--- start DATA EXTRACT ---
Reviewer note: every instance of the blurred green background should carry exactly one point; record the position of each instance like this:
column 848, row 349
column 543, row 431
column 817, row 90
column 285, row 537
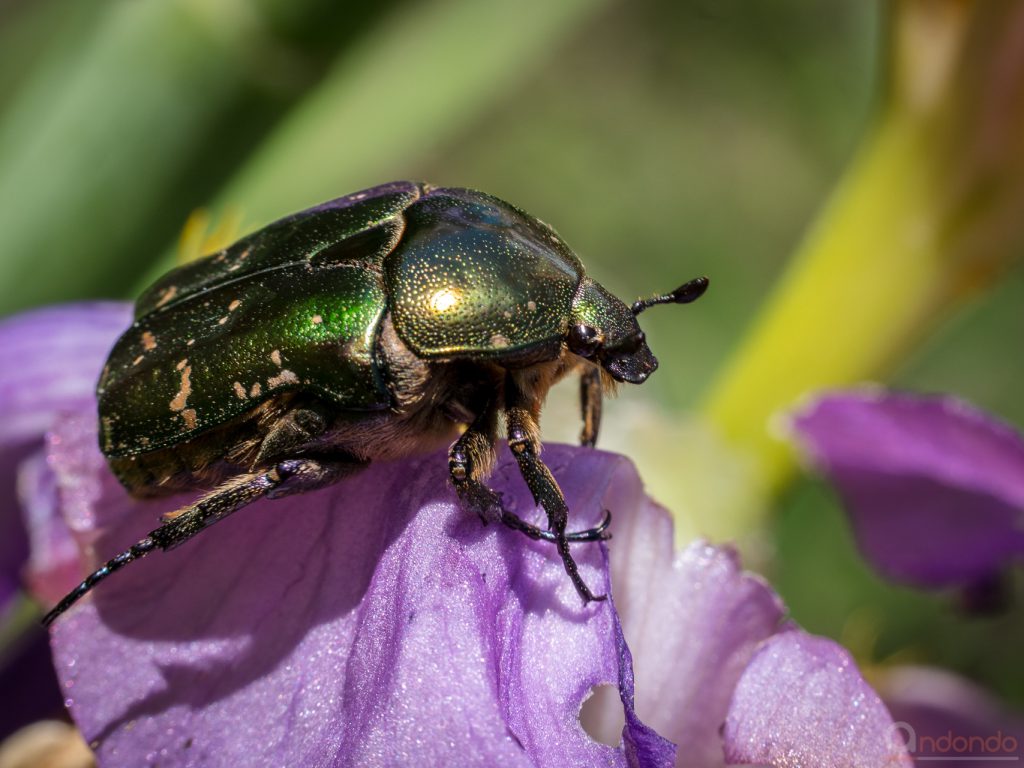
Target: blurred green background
column 663, row 138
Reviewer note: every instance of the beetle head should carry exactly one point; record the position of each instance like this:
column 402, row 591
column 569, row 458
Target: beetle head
column 603, row 329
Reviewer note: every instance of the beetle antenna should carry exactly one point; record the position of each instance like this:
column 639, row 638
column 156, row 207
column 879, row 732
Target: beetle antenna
column 137, row 551
column 683, row 295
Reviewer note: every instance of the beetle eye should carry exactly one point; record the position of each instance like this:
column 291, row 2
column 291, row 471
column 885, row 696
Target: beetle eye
column 584, row 340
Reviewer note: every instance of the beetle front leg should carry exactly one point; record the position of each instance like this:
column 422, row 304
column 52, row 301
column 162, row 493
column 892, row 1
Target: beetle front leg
column 470, row 459
column 523, row 431
column 287, row 477
column 590, row 406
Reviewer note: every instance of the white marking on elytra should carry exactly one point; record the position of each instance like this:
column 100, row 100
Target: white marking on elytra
column 285, row 377
column 178, row 404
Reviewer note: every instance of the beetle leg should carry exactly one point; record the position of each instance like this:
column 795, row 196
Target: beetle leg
column 590, row 404
column 520, row 414
column 470, row 459
column 289, row 476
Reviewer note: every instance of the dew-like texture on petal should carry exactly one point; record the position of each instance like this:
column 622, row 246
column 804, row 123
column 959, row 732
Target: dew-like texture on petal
column 934, row 487
column 803, row 704
column 693, row 619
column 944, row 718
column 372, row 623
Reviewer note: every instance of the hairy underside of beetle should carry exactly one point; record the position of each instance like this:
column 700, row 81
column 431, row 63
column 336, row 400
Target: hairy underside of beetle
column 434, row 403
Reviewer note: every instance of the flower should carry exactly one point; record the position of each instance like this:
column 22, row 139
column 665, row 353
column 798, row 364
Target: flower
column 934, row 487
column 376, row 622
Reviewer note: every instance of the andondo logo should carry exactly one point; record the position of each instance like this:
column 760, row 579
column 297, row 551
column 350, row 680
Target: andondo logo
column 950, row 745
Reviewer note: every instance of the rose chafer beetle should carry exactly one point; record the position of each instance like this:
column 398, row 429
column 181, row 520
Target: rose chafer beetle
column 375, row 326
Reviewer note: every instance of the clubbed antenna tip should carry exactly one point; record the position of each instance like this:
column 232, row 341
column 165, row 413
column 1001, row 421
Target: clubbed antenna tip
column 683, row 295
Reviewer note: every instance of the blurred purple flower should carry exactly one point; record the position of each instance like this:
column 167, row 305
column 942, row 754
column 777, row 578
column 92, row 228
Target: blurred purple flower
column 934, row 487
column 377, row 623
column 944, row 718
column 50, row 360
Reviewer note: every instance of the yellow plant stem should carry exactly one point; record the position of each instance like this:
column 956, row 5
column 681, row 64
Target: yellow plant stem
column 862, row 287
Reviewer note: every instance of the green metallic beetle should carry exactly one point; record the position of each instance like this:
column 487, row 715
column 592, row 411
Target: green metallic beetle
column 375, row 326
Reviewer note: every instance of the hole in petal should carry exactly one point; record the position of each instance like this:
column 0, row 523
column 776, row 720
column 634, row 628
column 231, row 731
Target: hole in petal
column 601, row 715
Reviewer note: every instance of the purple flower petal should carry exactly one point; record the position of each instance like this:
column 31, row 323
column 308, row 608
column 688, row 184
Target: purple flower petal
column 934, row 487
column 371, row 623
column 944, row 718
column 803, row 702
column 694, row 619
column 50, row 359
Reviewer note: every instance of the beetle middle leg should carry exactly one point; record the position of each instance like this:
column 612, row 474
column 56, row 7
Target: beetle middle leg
column 590, row 404
column 520, row 413
column 470, row 459
column 287, row 477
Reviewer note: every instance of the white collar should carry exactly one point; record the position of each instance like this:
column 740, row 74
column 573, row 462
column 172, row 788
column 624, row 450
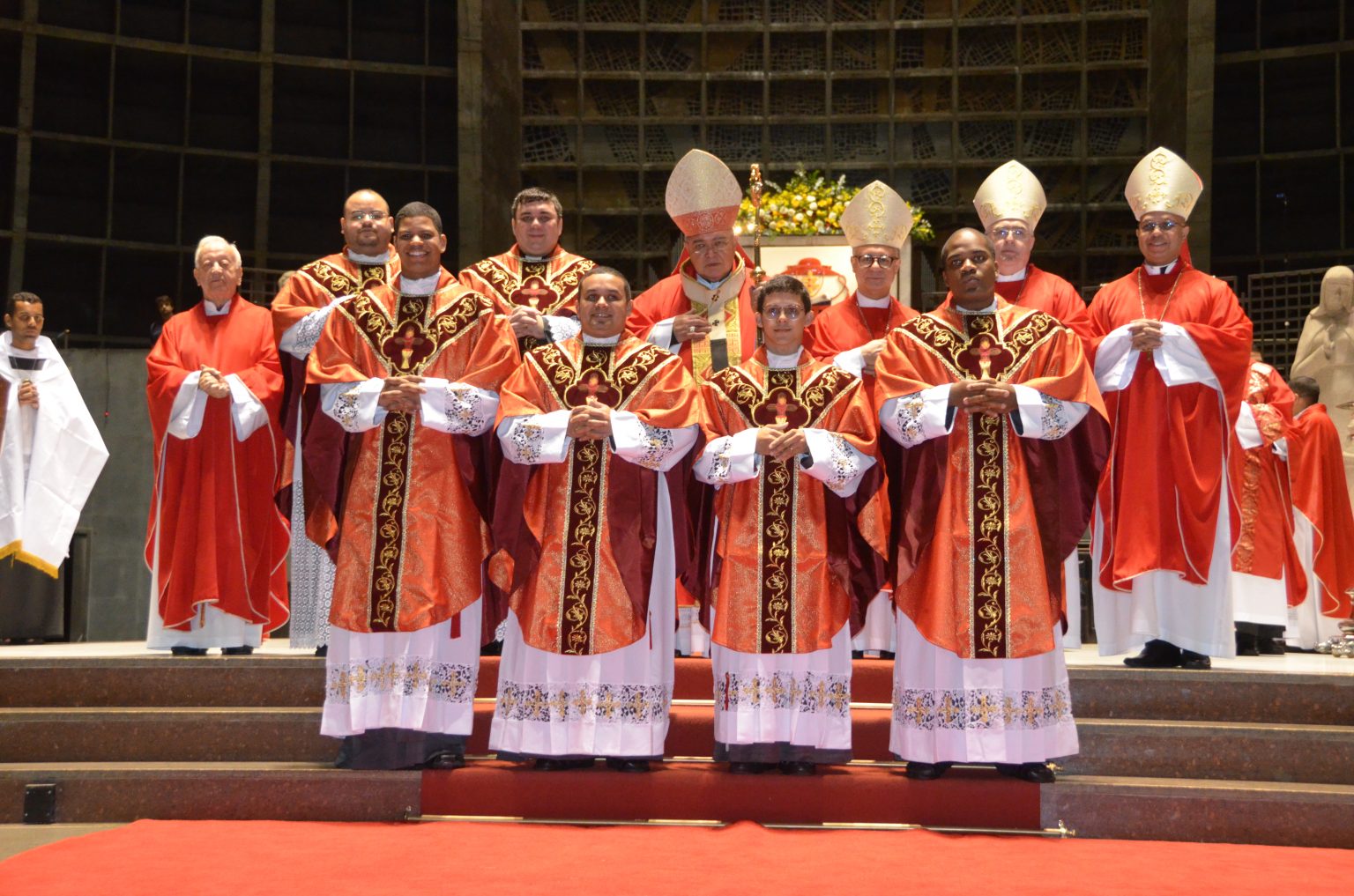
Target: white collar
column 368, row 259
column 421, row 285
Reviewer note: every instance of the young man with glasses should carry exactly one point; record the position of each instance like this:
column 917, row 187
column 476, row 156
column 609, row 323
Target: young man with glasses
column 300, row 310
column 1172, row 353
column 798, row 548
column 535, row 283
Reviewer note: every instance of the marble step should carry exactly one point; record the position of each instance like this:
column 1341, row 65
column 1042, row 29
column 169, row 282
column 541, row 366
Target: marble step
column 1108, row 746
column 1277, row 814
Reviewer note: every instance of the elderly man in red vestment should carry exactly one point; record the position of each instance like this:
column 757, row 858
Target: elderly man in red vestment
column 851, row 333
column 411, row 370
column 300, row 312
column 535, row 283
column 1003, row 441
column 1172, row 351
column 215, row 543
column 1323, row 520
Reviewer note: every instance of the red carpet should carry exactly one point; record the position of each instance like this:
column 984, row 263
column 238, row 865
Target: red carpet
column 244, row 858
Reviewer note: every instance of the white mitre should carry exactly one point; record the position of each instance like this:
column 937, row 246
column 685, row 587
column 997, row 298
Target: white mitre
column 876, row 217
column 1012, row 192
column 1164, row 181
column 703, row 195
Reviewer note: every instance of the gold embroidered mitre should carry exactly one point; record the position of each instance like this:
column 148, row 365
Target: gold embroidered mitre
column 1164, row 181
column 876, row 217
column 703, row 195
column 1012, row 192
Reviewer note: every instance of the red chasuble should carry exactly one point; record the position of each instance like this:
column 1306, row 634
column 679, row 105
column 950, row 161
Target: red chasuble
--- end DATA EXTRACT ---
SHORT TASK — Reproduce all of the records above word for word, omitting the pictures.

RESPONSE TO THIS TASK —
Reviewer note: every instance of the blurred green background should carry exactly one point; record the position of each instance like this:
column 848, row 349
column 543, row 431
column 817, row 90
column 285, row 537
Target: blurred green background
column 663, row 138
Reviewer note: every instance of the beetle head should carry exactly one point; record the position of each instance like this:
column 402, row 591
column 569, row 458
Target: beetle head
column 603, row 329
Reviewer note: every instance of the beetle antenna should carry exactly one point; record the position of each instance like this:
column 639, row 638
column 156, row 207
column 879, row 732
Target: beetle antenna
column 137, row 551
column 683, row 295
Reviewer note: every instance of the beetle eye should carry exactly one point; record the position of each instance like this:
column 291, row 2
column 291, row 471
column 885, row 696
Target: beetle eye
column 584, row 340
Reviewer note: every instance of the beetle front leg should carry exactly one point; record the position of each instance like this:
column 422, row 304
column 52, row 301
column 162, row 493
column 892, row 1
Target: beetle front leg
column 470, row 459
column 523, row 431
column 287, row 477
column 590, row 406
Reviewer note: every instance of the white marking on elytra should carry exactly one point; record the position of each instance like this:
column 100, row 100
Target: white marking on elytra
column 285, row 377
column 178, row 404
Reviewer note: every instance of the beetle leg should carry exactly one point; record the position of each instance like this:
column 795, row 196
Target: beetle leg
column 590, row 404
column 520, row 414
column 470, row 459
column 289, row 476
Reviewer note: every instance of the dew-like texture on petal should carry exactly one point; record the position of each instance like this:
column 622, row 246
column 804, row 123
column 959, row 732
Target: dew-like texture on petal
column 934, row 487
column 803, row 704
column 693, row 619
column 944, row 718
column 372, row 623
Reviewer note: every instance of the hairy underside of beetle should carry exactly one point; record the position of each instance like this:
column 700, row 81
column 431, row 63
column 336, row 400
Target: hairy underside of beetle
column 434, row 403
Reviewer note: every instance of the flower should carry exactly one point; record the position of each instance like this:
column 22, row 139
column 665, row 353
column 798, row 364
Target: flower
column 934, row 487
column 376, row 622
Reviewer note: every instance of the andondo logo should carry exactly one point; record the position of each instance like this:
column 760, row 579
column 297, row 551
column 350, row 680
Target: andondo logo
column 950, row 745
Reviewer note: every instance of the rose chafer beetle should carry exactly one point; record the position of each instance like this:
column 398, row 429
column 181, row 520
Target: rose chafer beetle
column 375, row 326
Reviewer note: every instance of the clubbed antenna tip should carry exactly one point; record the position of each instance like this:
column 232, row 341
column 165, row 413
column 1001, row 421
Target: clubbed antenna tip
column 683, row 295
Reviewer note: every instance of the blurred purple flower should carry exactly one point; record the position of each instance like this:
column 167, row 305
column 942, row 754
column 777, row 578
column 92, row 228
Target: blurred purple flower
column 934, row 487
column 377, row 623
column 944, row 718
column 50, row 360
Reviewer note: every instance of the yellow plant stem should carry exactly one point; record the position of each instance like this:
column 956, row 5
column 681, row 64
Target: yellow plant stem
column 862, row 287
Reviewer note: every instance of the green metallic beetle should carry exactly one point; record the position of each instance like this:
column 487, row 715
column 592, row 411
Target: green metallic beetle
column 375, row 326
Reviewer note: every instance of the hole in petal should carry exactly one point; record the position of each instance like this:
column 0, row 523
column 776, row 720
column 634, row 628
column 231, row 731
Target: hole in petal
column 601, row 715
Reviewer note: every instance of the purple flower petal should carry exactly one point; record the position of each instance like this:
column 31, row 323
column 308, row 608
column 688, row 184
Target: purple flower petal
column 934, row 487
column 371, row 623
column 944, row 718
column 803, row 702
column 694, row 619
column 50, row 359
Reviewer note: every instance of the beetle middle leg should carry exactly one point; record the position of each instance like this:
column 612, row 474
column 56, row 7
Target: beetle middle leg
column 590, row 404
column 520, row 413
column 470, row 459
column 287, row 477
Reviewer note: every instance of the white collar should carry exactly one point; record the position of each instance like this:
column 740, row 74
column 573, row 462
column 172, row 788
column 624, row 450
Target: white collar
column 368, row 259
column 421, row 285
Reviewer note: every instance of the young man with glasses should carry exactly one point; record the position of each instance like this:
column 917, row 187
column 476, row 156
column 609, row 323
Target: young man with glasses
column 300, row 310
column 1172, row 353
column 798, row 548
column 535, row 283
Reviewer note: every instance of the marble step should carry exactly one point; record the position of each instance like this:
column 1341, row 65
column 1042, row 29
column 169, row 282
column 541, row 366
Target: marble step
column 1108, row 746
column 1277, row 814
Reviewer note: every instance of the elderly man in red vestment should carry exactly one point; record the position of each instance like this:
column 757, row 858
Target: elderly man in red vestment
column 851, row 333
column 411, row 370
column 300, row 312
column 535, row 283
column 1003, row 441
column 1172, row 351
column 215, row 543
column 1323, row 520
Reviewer note: every instance of the red carpet should carry exactly one point; record the position of each instance like this:
column 984, row 263
column 238, row 865
Target: red carpet
column 244, row 858
Reviewer note: every instance of the white mitre should carry exactly one point; record the position of each instance like this:
column 937, row 246
column 685, row 587
column 997, row 298
Target: white mitre
column 876, row 217
column 1012, row 192
column 1164, row 181
column 703, row 195
Reviewer note: every instance of the gold embroidered mitre should carry exactly one point; record the position of each instance like this:
column 148, row 365
Target: gold embroidered mitre
column 1164, row 181
column 876, row 217
column 703, row 195
column 1012, row 192
Reviewer note: every instance of the red chasuble should carry exactly one point; record the position of each instance like this:
column 1306, row 634
column 679, row 105
column 950, row 161
Target: red chasuble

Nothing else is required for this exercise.